* [What you are asked to do]:
Carry on the seminar announcement about wrong-patient electronic orders from the point where it stops.

* [Text passage]:
______

This is a DBMI Student Town Hall.
Due to the Election Day holiday on Tuesday, there is no Seminar today.
Title: Oops! I’m on the wrong patient: Evaluating System-Level Interventions for Preventing Wrong-Patient Electronic Orders
Bio: Dr. Adelman’s Patient Safety Research Program began with the development of the Wrong-Patient Retract-and-Reorder (RAR) Measure—a valid and reliable method of quantifying the frequency of wrong-patient orders placed in electronic ordering systems. The Wrong-Patient RAR measure was the first automated measure of medical errors and the first Health IT Safety Measure endorsed by the National Quality Forum. The RAR method identifies thousands of near-miss, wrong-patient errors per year in large health systems, enabling researchers to test interventions to prevent this type of error.
The Wrong-Patient RAR measure has been used to evaluate the effectiveness of patient safety interventions in several studies conducted in different electronic health record systems and clinical settings, including in the neonatal intensive care unit (NICU). The measure is the primary outcome measure for supported by the Agency for Healthcare Research and Quality (R21HS023704, R01HS024945) and the National Institute for Child Health and Human Development (R01HD094793). Additional research is underway to extend the RAR methodology to other types of errors, such as wrong-drug errors, and develop new health IT safety measures (R01HS024538).

______

* [Data]:
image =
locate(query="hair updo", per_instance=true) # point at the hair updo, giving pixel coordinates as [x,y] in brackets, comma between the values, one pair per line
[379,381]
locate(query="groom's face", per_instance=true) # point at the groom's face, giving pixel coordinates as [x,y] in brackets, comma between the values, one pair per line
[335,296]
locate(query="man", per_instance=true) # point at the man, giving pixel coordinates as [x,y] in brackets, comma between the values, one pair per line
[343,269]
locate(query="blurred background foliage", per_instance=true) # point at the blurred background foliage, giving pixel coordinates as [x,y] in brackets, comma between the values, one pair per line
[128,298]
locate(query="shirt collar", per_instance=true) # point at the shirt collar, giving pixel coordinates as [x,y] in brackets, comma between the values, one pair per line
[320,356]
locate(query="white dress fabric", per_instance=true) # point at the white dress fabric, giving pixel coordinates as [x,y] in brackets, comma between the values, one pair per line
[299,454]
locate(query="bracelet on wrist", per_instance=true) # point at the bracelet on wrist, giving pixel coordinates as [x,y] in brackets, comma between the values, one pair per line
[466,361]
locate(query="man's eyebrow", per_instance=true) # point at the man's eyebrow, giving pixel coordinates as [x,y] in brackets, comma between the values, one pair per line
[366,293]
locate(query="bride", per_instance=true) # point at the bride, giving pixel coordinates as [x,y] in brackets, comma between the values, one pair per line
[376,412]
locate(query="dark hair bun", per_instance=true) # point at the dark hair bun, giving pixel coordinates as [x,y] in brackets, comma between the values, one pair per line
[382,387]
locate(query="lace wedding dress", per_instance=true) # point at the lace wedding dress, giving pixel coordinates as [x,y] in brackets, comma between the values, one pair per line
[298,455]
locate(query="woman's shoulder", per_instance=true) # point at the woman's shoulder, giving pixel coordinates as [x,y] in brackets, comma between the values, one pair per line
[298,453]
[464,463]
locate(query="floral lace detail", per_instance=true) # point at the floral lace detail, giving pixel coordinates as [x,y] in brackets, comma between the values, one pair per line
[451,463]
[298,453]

______

* [Task result]:
Results of Dr. Adelman’s research led to national patient safety guidance, including a recommendation issued by the Office of the National Coordinator for Health Information Technology that healthcare organizations use the Wrong-Patient RAR measure to monitor the frequency of wrong-patient orders. Effective 2019, The Joint Commission will require that hospitals adopt a distinct newborn naming convention that incorporates the mother’s first name, based on studies by Adelman and colleagues.